*** Opening of Provided entries ***
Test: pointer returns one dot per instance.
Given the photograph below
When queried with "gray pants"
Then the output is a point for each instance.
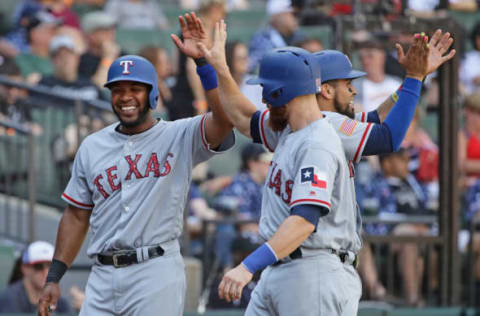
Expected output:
(320, 285)
(153, 287)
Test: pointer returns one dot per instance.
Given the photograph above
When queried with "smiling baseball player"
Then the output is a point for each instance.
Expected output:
(129, 185)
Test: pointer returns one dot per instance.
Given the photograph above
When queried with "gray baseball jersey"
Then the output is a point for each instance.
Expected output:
(309, 167)
(341, 229)
(136, 186)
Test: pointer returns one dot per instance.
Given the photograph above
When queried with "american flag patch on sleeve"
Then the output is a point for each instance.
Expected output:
(348, 126)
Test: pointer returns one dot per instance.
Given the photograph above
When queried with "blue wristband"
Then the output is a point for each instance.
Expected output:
(262, 257)
(401, 115)
(208, 76)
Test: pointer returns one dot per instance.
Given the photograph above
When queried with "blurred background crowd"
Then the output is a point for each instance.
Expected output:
(54, 57)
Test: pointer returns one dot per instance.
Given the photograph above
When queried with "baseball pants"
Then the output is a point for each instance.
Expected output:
(320, 285)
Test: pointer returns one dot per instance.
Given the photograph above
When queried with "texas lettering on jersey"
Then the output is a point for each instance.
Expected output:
(152, 169)
(275, 183)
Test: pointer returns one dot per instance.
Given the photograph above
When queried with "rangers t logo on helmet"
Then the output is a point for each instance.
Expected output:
(126, 64)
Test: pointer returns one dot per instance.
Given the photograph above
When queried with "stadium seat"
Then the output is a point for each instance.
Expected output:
(433, 311)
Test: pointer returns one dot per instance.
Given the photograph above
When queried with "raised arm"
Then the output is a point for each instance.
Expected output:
(439, 44)
(217, 124)
(72, 230)
(237, 107)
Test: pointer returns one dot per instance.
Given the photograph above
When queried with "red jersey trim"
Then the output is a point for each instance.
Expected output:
(76, 202)
(264, 139)
(361, 142)
(310, 200)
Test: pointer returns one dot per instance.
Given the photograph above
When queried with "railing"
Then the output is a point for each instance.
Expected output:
(56, 115)
(17, 182)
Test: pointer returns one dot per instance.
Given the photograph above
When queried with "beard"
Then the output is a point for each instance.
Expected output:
(278, 118)
(142, 117)
(347, 111)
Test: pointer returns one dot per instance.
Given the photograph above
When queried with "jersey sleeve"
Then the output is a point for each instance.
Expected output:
(261, 132)
(314, 177)
(353, 134)
(200, 149)
(78, 192)
(361, 116)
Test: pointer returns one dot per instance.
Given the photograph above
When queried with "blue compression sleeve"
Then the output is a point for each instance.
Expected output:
(379, 141)
(373, 117)
(401, 115)
(311, 213)
(262, 257)
(255, 127)
(208, 77)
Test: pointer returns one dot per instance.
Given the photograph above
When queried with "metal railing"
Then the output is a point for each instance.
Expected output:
(56, 115)
(17, 182)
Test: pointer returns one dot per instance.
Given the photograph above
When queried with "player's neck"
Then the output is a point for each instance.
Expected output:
(303, 111)
(325, 104)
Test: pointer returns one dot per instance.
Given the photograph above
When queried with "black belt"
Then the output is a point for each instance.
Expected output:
(297, 254)
(123, 258)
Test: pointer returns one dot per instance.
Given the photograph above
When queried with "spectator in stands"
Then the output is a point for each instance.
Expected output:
(13, 105)
(423, 159)
(99, 28)
(376, 86)
(242, 200)
(396, 191)
(188, 96)
(158, 56)
(41, 29)
(469, 140)
(281, 31)
(469, 70)
(311, 44)
(237, 61)
(22, 296)
(137, 14)
(61, 9)
(65, 79)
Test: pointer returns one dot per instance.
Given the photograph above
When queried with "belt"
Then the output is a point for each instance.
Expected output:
(123, 258)
(345, 256)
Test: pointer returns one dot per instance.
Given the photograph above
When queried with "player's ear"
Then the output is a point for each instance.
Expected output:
(328, 92)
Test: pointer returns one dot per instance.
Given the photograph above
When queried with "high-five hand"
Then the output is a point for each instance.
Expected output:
(193, 33)
(216, 55)
(438, 46)
(415, 61)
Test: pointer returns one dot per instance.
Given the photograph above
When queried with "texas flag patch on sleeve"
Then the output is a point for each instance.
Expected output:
(317, 179)
(348, 127)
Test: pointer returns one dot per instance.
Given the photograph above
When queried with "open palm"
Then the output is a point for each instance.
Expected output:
(193, 33)
(439, 44)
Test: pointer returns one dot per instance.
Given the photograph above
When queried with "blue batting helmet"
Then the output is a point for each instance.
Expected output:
(286, 73)
(336, 65)
(138, 69)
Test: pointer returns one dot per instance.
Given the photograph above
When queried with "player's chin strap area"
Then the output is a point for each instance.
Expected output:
(123, 258)
(345, 256)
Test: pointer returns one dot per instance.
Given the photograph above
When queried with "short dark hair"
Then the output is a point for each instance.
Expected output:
(251, 152)
(8, 67)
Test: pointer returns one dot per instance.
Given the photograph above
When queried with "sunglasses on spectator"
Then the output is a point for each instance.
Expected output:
(40, 266)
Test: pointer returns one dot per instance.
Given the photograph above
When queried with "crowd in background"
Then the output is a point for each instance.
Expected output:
(51, 45)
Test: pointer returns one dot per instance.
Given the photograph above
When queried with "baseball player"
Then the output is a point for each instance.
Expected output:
(309, 220)
(129, 184)
(420, 59)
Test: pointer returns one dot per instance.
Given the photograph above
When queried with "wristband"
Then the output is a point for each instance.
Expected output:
(208, 76)
(263, 256)
(200, 61)
(56, 271)
(394, 95)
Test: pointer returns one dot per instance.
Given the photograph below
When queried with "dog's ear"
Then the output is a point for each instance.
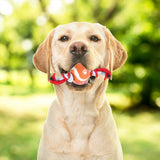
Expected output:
(41, 58)
(118, 54)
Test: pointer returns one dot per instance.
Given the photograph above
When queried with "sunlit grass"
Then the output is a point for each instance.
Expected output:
(22, 119)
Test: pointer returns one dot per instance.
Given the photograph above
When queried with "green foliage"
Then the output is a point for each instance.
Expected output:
(22, 119)
(134, 23)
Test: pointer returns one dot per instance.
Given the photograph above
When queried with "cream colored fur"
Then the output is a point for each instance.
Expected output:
(80, 125)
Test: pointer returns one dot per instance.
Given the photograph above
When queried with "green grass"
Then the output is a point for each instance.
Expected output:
(22, 119)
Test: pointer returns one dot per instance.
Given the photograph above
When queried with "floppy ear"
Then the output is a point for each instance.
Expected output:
(41, 58)
(118, 54)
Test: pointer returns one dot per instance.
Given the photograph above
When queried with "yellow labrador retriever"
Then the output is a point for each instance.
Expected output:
(80, 125)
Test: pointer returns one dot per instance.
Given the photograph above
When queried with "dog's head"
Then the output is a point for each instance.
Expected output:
(92, 45)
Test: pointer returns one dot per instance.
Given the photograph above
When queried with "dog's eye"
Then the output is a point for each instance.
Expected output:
(64, 38)
(94, 38)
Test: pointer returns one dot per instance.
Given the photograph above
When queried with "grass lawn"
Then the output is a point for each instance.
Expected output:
(22, 119)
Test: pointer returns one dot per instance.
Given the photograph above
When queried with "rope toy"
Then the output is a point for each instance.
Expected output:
(79, 75)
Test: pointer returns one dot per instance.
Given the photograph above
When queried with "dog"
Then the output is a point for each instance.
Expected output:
(80, 124)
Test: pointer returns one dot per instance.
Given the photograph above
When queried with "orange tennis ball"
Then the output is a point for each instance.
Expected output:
(80, 74)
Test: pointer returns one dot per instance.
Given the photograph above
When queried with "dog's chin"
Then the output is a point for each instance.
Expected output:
(84, 87)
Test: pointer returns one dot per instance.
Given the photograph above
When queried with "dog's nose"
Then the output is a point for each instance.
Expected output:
(78, 48)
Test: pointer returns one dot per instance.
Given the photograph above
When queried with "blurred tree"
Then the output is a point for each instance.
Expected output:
(135, 23)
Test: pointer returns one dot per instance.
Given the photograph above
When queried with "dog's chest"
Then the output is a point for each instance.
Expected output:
(80, 122)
*** Close of Provided entries ***
Which lines of the data contain the string "green"? Copy each of them.

# [Written response]
When queried with "green foliage"
When queried with "green grass"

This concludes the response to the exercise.